Texto dado:
A veces nos pasa que nos ponemos cabezotas y nos rebelamos contra Dios. No en plan bruto como leemos en algunas partes del Antiguo Testamento pero sí en plan “pues hala, ahora no te hago caso”, más bien como niños pequeños que se enfurruñan con sus padres porque no les dan lo que quieren en ese momento.
Y suele coincidir precisamente con que Dios no nos hace caso –o eso nos parece a nosotros- ese arrebato de enfado que nos da y que nos hace adoptar una actitud de desobediencia y rebeldía en las cosas pequeñas de cada día, pues una rebelión de mayor calado suele darse más bien si acontece un hecho muy grave y doloroso que nos sacude hasta la raíz.
A lo que yo me refiero es a cosas como “pues hala, ahora no voy a misa” o “no me da la gana hacer la visita o la oración porque Tú no me estás haciendo caso, así que yo tampoco te lo hago”. Y dejamos de hacer cosas que hacíamos por amor, más que ponernos a hacer maldades.
Y así se nos va enfriando el alma poco a poco y sin darnos cuenta nuestro corazón se va volviendo seco y árido, deja de estar encendido y vibrante para las cosas de Dios y se va centrando en nuestras cosas, en nuestro yo. Y lo que al principio de ese enfado con Dios nos parecía que era ejercer nuestra libertad, hacer o dejar de hacer lo que nos daba la real gana y nos hacía sentir muy bien, empieza a ponernos arena en el corazón y a producirnos una sensación de insatisfacción y apatía.
Si seguimos por ese camino, a medida que pasan los días nos vemos con más tiempo para nosotros –ya no lo dedicamos a rezar- que no sabemos cómo ocupar porque eso que empezamos a hacer con mucha satisfacción y en lo que nos regodeábamos como diciéndole al Señor “mira, en vez de estar en misa estoy leyendo y no pasa nada”, ahora nos da igual o incluso nos aburre. El alma se nos está secando y, como cuando una herida empieza a cicatrizar, nos tira y nos pica y sentimos cierta desazón que no nos deja estar a gusto.

Tarea escrita A:
Reproduce literalmente el pasaje del texto que empieza en "A lo que yo" y sigue hasta "insatisfacción y apatía.".

Materiales proporcionados:
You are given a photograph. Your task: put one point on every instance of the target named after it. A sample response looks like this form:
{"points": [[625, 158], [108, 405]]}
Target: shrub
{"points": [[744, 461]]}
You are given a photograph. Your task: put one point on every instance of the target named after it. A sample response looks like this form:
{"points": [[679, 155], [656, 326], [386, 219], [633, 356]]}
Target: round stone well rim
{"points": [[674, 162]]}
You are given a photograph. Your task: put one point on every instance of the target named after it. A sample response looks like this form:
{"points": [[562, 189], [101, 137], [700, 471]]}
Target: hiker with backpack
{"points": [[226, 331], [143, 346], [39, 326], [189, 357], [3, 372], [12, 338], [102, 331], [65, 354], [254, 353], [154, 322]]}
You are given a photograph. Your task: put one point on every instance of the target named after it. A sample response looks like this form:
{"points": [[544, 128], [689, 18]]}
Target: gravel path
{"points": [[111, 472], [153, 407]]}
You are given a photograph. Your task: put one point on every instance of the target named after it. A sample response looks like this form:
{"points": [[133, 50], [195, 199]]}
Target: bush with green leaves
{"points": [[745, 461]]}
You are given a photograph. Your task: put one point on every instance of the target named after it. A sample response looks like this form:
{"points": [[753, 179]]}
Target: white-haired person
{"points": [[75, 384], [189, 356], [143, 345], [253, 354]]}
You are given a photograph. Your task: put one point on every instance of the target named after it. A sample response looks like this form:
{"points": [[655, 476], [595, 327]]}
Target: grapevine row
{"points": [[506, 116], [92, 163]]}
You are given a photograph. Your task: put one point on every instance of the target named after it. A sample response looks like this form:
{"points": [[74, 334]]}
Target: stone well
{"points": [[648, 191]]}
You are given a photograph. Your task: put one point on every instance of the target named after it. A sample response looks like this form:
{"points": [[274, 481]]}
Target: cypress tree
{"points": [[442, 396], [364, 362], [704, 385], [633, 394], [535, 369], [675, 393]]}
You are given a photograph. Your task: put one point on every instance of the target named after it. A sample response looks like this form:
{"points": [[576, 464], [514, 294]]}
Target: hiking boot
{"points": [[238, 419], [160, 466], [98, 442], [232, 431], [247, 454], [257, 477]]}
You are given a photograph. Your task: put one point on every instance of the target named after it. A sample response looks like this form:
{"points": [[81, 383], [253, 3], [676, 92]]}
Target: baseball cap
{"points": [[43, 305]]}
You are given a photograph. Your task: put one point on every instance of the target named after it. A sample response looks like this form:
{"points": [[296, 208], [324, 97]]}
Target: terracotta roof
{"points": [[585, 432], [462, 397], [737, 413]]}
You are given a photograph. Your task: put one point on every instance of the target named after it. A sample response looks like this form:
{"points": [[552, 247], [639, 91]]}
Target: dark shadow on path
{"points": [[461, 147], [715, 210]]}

Tarea escrita B:
Recopila cada línea de los registros que contenga la cadena "stone".

Resultado A:
A lo que yo me refiero es a cosas como “pues hala, ahora no voy a misa” o “no me da la gana hacer la visita o la oración porque Tú no me estás haciendo caso, así que yo tampoco te lo hago”. Y dejamos de hacer cosas que hacíamos por amor, más que ponernos a hacer maldades.
Y así se nos va enfriando el alma poco a poco y sin darnos cuenta nuestro corazón se va volviendo seco y árido, deja de estar encendido y vibrante para las cosas de Dios y se va centrando en nuestras cosas, en nuestro yo. Y lo que al principio de ese enfado con Dios nos parecía que era ejercer nuestra libertad, hacer o dejar de hacer lo que nos daba la real gana y nos hacía sentir muy bien, empieza a ponernos arena en el corazón y a producirnos una sensación de insatisfacción y apatía.

Resultado B:
Target: round stone well rim
Target: stone well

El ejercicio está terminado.